━━ SOURCE MATERIAL ━━

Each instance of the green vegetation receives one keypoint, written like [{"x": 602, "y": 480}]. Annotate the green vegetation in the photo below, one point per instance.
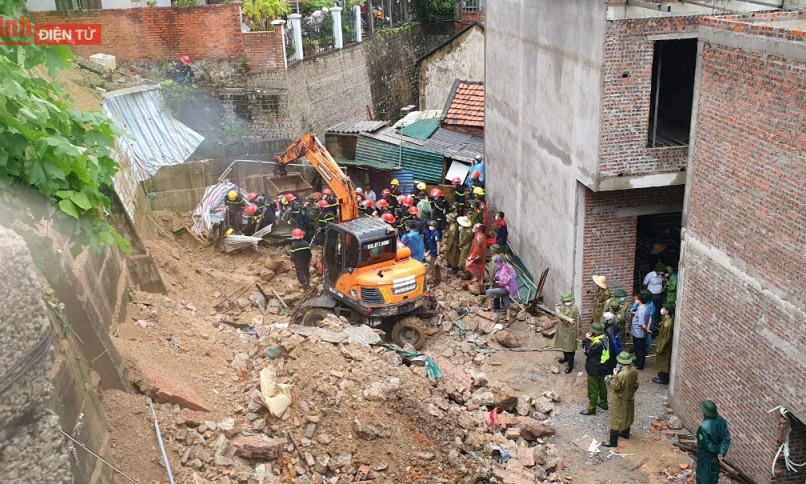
[
  {"x": 48, "y": 146},
  {"x": 262, "y": 12}
]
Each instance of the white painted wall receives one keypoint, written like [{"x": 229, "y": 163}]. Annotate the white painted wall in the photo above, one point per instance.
[
  {"x": 544, "y": 63},
  {"x": 462, "y": 59}
]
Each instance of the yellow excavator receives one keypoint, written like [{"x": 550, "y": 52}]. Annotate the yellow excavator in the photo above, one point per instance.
[{"x": 366, "y": 278}]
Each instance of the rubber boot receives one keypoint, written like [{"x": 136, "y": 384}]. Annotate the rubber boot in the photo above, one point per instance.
[{"x": 613, "y": 442}]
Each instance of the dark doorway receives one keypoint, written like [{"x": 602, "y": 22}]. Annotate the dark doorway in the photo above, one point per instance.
[
  {"x": 658, "y": 241},
  {"x": 672, "y": 94}
]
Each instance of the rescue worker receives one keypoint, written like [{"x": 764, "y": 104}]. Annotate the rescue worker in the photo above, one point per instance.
[
  {"x": 465, "y": 239},
  {"x": 597, "y": 352},
  {"x": 477, "y": 257},
  {"x": 438, "y": 207},
  {"x": 325, "y": 217},
  {"x": 713, "y": 442},
  {"x": 663, "y": 358},
  {"x": 252, "y": 219},
  {"x": 568, "y": 329},
  {"x": 452, "y": 243},
  {"x": 623, "y": 385},
  {"x": 414, "y": 241},
  {"x": 394, "y": 188},
  {"x": 182, "y": 72},
  {"x": 602, "y": 295},
  {"x": 459, "y": 195},
  {"x": 235, "y": 205},
  {"x": 301, "y": 257}
]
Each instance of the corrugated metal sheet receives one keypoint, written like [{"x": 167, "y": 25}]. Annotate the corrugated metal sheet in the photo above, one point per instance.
[
  {"x": 375, "y": 153},
  {"x": 157, "y": 138},
  {"x": 349, "y": 127},
  {"x": 422, "y": 129}
]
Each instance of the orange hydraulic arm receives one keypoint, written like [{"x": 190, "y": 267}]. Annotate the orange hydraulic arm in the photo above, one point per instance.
[{"x": 310, "y": 147}]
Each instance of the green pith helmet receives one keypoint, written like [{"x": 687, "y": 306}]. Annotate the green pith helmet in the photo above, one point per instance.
[
  {"x": 624, "y": 358},
  {"x": 708, "y": 408}
]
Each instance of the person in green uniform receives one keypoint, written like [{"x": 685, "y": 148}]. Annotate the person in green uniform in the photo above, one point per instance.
[
  {"x": 452, "y": 243},
  {"x": 713, "y": 442},
  {"x": 465, "y": 240},
  {"x": 597, "y": 352},
  {"x": 568, "y": 329},
  {"x": 623, "y": 385},
  {"x": 670, "y": 286},
  {"x": 602, "y": 295},
  {"x": 663, "y": 358}
]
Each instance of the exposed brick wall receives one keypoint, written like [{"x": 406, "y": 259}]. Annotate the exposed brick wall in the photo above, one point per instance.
[
  {"x": 746, "y": 195},
  {"x": 206, "y": 32},
  {"x": 609, "y": 241},
  {"x": 741, "y": 331},
  {"x": 626, "y": 101}
]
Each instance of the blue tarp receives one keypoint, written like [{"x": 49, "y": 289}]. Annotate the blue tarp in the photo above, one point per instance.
[{"x": 155, "y": 138}]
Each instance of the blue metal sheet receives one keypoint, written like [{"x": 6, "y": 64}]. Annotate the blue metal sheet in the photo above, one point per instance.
[{"x": 155, "y": 138}]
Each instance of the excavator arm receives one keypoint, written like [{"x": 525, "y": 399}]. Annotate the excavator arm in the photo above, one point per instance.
[{"x": 310, "y": 147}]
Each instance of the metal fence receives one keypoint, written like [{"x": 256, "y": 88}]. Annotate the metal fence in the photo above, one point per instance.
[{"x": 317, "y": 34}]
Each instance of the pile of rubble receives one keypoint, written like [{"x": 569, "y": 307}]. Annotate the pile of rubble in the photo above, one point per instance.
[{"x": 352, "y": 410}]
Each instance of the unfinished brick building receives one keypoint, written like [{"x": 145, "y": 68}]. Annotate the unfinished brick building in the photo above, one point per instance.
[
  {"x": 741, "y": 322},
  {"x": 587, "y": 132}
]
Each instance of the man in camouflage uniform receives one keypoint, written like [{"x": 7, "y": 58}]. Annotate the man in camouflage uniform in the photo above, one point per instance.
[{"x": 568, "y": 328}]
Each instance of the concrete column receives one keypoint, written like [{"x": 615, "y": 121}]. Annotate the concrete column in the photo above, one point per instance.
[
  {"x": 279, "y": 28},
  {"x": 357, "y": 15},
  {"x": 296, "y": 29},
  {"x": 338, "y": 42}
]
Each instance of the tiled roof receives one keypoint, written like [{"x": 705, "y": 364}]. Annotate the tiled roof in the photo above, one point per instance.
[{"x": 465, "y": 105}]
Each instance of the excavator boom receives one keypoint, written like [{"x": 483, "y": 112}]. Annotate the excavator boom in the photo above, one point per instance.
[{"x": 311, "y": 148}]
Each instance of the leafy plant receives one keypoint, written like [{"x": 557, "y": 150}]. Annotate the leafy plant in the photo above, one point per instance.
[
  {"x": 50, "y": 147},
  {"x": 262, "y": 12},
  {"x": 433, "y": 11}
]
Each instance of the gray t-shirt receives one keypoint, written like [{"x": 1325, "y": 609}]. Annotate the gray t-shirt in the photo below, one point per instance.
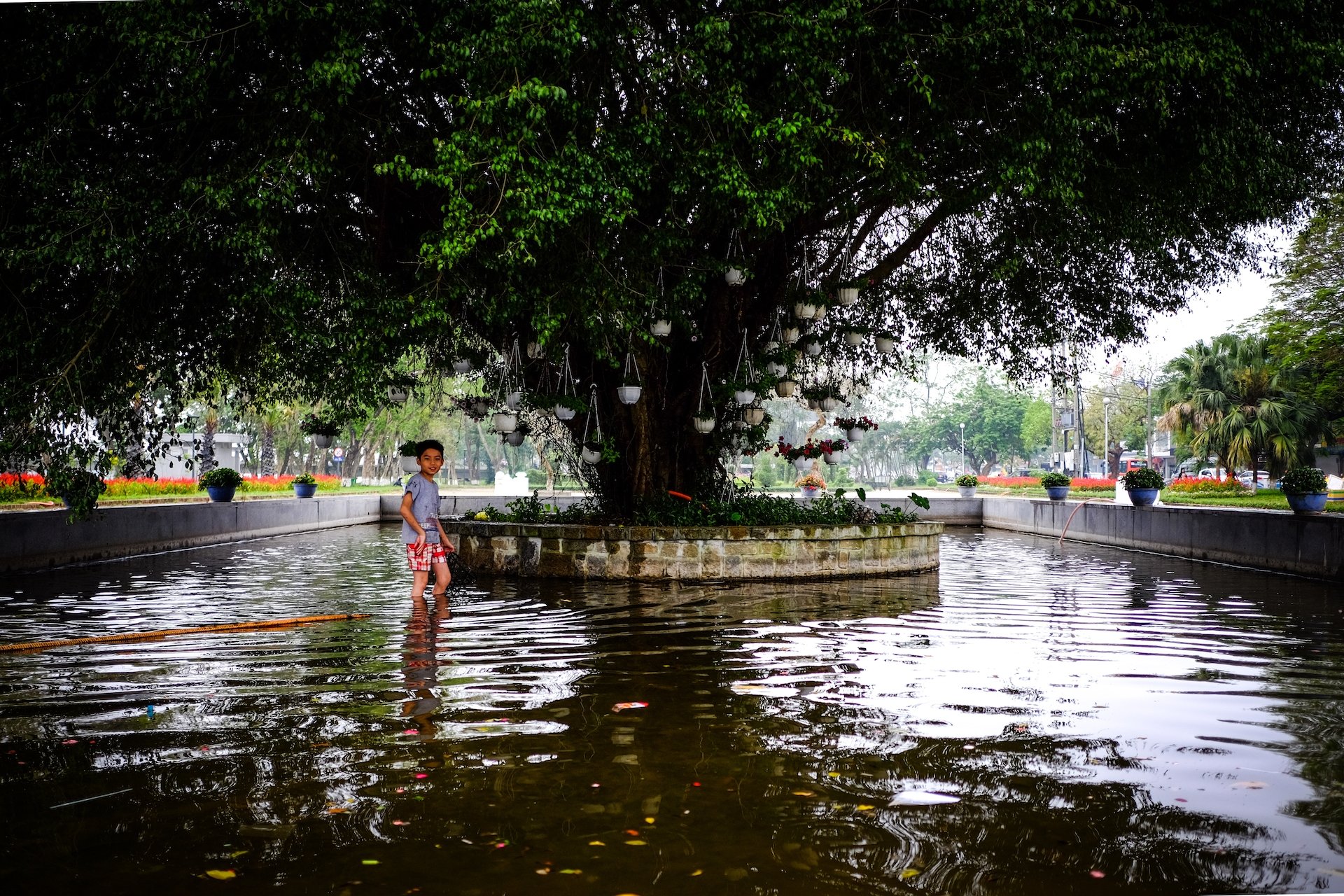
[{"x": 424, "y": 507}]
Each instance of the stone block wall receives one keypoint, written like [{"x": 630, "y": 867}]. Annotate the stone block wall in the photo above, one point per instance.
[{"x": 721, "y": 552}]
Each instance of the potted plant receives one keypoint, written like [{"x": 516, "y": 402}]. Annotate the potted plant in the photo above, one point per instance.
[
  {"x": 811, "y": 484},
  {"x": 409, "y": 458},
  {"x": 835, "y": 450},
  {"x": 1306, "y": 489},
  {"x": 848, "y": 292},
  {"x": 1057, "y": 485},
  {"x": 1142, "y": 485},
  {"x": 220, "y": 484},
  {"x": 77, "y": 488},
  {"x": 321, "y": 430},
  {"x": 855, "y": 426},
  {"x": 967, "y": 484}
]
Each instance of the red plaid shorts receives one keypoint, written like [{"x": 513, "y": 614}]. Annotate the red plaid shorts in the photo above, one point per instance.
[{"x": 420, "y": 561}]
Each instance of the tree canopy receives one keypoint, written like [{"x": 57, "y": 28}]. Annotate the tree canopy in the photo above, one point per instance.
[{"x": 318, "y": 199}]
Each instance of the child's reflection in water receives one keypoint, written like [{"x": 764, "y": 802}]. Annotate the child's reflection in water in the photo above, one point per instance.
[{"x": 421, "y": 662}]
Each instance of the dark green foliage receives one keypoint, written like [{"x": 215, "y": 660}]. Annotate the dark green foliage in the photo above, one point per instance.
[
  {"x": 220, "y": 477},
  {"x": 1142, "y": 479},
  {"x": 1303, "y": 480}
]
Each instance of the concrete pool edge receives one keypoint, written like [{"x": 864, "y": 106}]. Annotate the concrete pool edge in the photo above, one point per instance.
[{"x": 1308, "y": 546}]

━━━

- _PROMPT_
Restate the data word for word without pictures.

- _RESULT FOR THIS TASK_
Each instance of the green vegetation receives one keypoint, written like [{"x": 602, "y": 480}]. Annotate the green vegetation in the photo below, one point per instance.
[
  {"x": 48, "y": 146},
  {"x": 262, "y": 12}
]
Each instance of the white painted wall receives one keypoint, written like [{"x": 229, "y": 163}]. Annotate the white painted wall in the photo above, one point per instance.
[
  {"x": 544, "y": 63},
  {"x": 462, "y": 59}
]
Each instance of the yellow excavator receives one keypoint, written like [{"x": 550, "y": 52}]. Annotate the yellow excavator in the photo above, one point per instance.
[{"x": 366, "y": 278}]
Each instance of the rubber boot receives one keypoint, written like [{"x": 136, "y": 384}]. Annotate the rubber boot in the photo above, one point per instance.
[{"x": 613, "y": 442}]
Each instance of the dark doorway receives one keypoint, written like [{"x": 602, "y": 22}]. Annotate the dark doorway in the photo above, one point per instance.
[
  {"x": 658, "y": 241},
  {"x": 672, "y": 94}
]
Each instance of the rescue worker receives one keypoint, written like [{"x": 764, "y": 104}]. Annotate the rescue worker in the photo above, one point per instance.
[
  {"x": 465, "y": 239},
  {"x": 597, "y": 352},
  {"x": 477, "y": 257},
  {"x": 438, "y": 207},
  {"x": 325, "y": 217},
  {"x": 713, "y": 442},
  {"x": 663, "y": 358},
  {"x": 252, "y": 219},
  {"x": 568, "y": 329},
  {"x": 452, "y": 243},
  {"x": 623, "y": 385},
  {"x": 414, "y": 241},
  {"x": 394, "y": 188},
  {"x": 182, "y": 72},
  {"x": 602, "y": 295},
  {"x": 459, "y": 195},
  {"x": 235, "y": 205},
  {"x": 301, "y": 257}
]
Each instance of the corrugated metal sheet receives one keypoint, written like [{"x": 167, "y": 25}]. Annotate the corrugated metal sheet in the photo above, one point per instance.
[
  {"x": 375, "y": 153},
  {"x": 157, "y": 138},
  {"x": 349, "y": 127},
  {"x": 422, "y": 129}
]
Each instance of the orange hydraulic arm receives one keypoint, written like [{"x": 190, "y": 267}]. Annotate the orange hydraulic arm in the photo above, one point per instance.
[{"x": 310, "y": 147}]
Each instance of the green pith helmet receives one keypoint, written like [{"x": 687, "y": 306}]. Annotate the green pith helmet in the photo above, one point per instance.
[
  {"x": 624, "y": 358},
  {"x": 708, "y": 408}
]
Each instance of the person in green uniform receives one keypoint, written like [{"x": 685, "y": 148}]. Annotate the person in green uniform in the photo above, one point per instance.
[
  {"x": 452, "y": 243},
  {"x": 713, "y": 442},
  {"x": 465, "y": 240},
  {"x": 597, "y": 352},
  {"x": 568, "y": 329},
  {"x": 623, "y": 385},
  {"x": 670, "y": 286},
  {"x": 602, "y": 295},
  {"x": 663, "y": 358}
]
Each instance of the exposed brick wall receives one keypoint, written like [{"x": 406, "y": 259}]. Annotate the exposed brick wall in the photo above, one point per instance.
[
  {"x": 746, "y": 195},
  {"x": 206, "y": 32},
  {"x": 609, "y": 241},
  {"x": 741, "y": 331},
  {"x": 626, "y": 101}
]
Each instance of the blue tarp receives one keypoint, written like [{"x": 49, "y": 289}]. Annotate the blue tarp in the photo above, one point per instance.
[{"x": 155, "y": 138}]
Each instance of the blue metal sheet receives one keypoint, written like [{"x": 6, "y": 64}]. Annotate the blue metal sheet in the photo above, one point per instance.
[{"x": 155, "y": 138}]
Each instance of the excavator arm receives one keypoint, written like [{"x": 525, "y": 399}]. Annotate the excavator arm in the photo above, one point per instance.
[{"x": 310, "y": 147}]
Each instance of the metal fence receives one keypoint, written like [{"x": 256, "y": 88}]. Annotate the metal fence in the photo above, one point per instance.
[{"x": 317, "y": 34}]
Each instance of the pile of rubble receives one keypoint, written like [{"x": 569, "y": 307}]. Annotate the pile of rubble in the photo above, one point per instance.
[{"x": 352, "y": 410}]
Each instance of the unfinished brick building receives one keypoint, written like [{"x": 145, "y": 68}]. Annotate the unfinished brick building in the photo above, one point per instance.
[
  {"x": 741, "y": 322},
  {"x": 587, "y": 132}
]
Each instance of the man in camouflage uniform receives one keypoint, written like [{"x": 7, "y": 58}]. Annotate the man in camouflage uniform in the photo above, one point per instance.
[{"x": 568, "y": 328}]
Each instance of the concrete column receives one keypoint, written like [{"x": 615, "y": 121}]. Annotate the concrete column in the photo above, one point per instance.
[
  {"x": 279, "y": 28},
  {"x": 357, "y": 15},
  {"x": 296, "y": 29},
  {"x": 338, "y": 42}
]
Each instance of the tiled roof receives one keypoint, written like [{"x": 705, "y": 364}]. Annotate the tiled roof in the photo above, one point per instance.
[{"x": 465, "y": 105}]
Each instance of the excavator boom receives one keypoint, written like [{"x": 483, "y": 112}]. Annotate the excavator boom in the photo above, one point per instance.
[{"x": 311, "y": 148}]
Each instance of the leafy plant receives one keypoint, written like [{"x": 557, "y": 150}]. Annotate the leafy plant in the photo above, one point per instance.
[
  {"x": 50, "y": 147},
  {"x": 262, "y": 12},
  {"x": 433, "y": 11}
]
Each instance of the gray t-shirt receives one keypoint, written like [{"x": 1325, "y": 609}]. Annotate the gray t-shirt in the photo below, one point per instance.
[{"x": 424, "y": 507}]
Each instance of the stone block wall receives one keypoint, written like [{"x": 630, "y": 867}]. Annotate the stone block wall in the photo above, one point per instance.
[{"x": 721, "y": 552}]
Each instance of the potted plant receives one keypoint, written like [{"x": 516, "y": 402}]. Annotate the potted plant in the photo above, one point per instance.
[
  {"x": 811, "y": 484},
  {"x": 409, "y": 458},
  {"x": 835, "y": 450},
  {"x": 1306, "y": 489},
  {"x": 848, "y": 292},
  {"x": 1057, "y": 485},
  {"x": 1142, "y": 485},
  {"x": 220, "y": 484},
  {"x": 77, "y": 488},
  {"x": 321, "y": 430},
  {"x": 855, "y": 426},
  {"x": 967, "y": 484}
]
Each instance of the red plaid shorts receives one keypoint, written like [{"x": 513, "y": 614}]. Annotate the red plaid shorts in the photo above, one point per instance.
[{"x": 420, "y": 561}]
Each instance of the tree canopy receives one keypoint, written like [{"x": 57, "y": 28}]. Annotate the tree canopy in the photo above, one point per instance.
[{"x": 318, "y": 199}]
Each instance of the child's reflection in water receives one keypoint, written like [{"x": 764, "y": 802}]. Annotate the child's reflection in water in the photo above, one point per instance.
[{"x": 421, "y": 662}]
Each instance of the dark green foliage receives one keypoint, written like [{"x": 215, "y": 660}]. Annotate the dark green foliage in the photo above, one point per instance.
[
  {"x": 220, "y": 477},
  {"x": 1142, "y": 479},
  {"x": 1303, "y": 480}
]
Each instance of the concrete pool edge receives one keypoint, written like [{"x": 864, "y": 106}]. Annotate the concrete pool edge in the photo above, one point per instance.
[{"x": 1308, "y": 546}]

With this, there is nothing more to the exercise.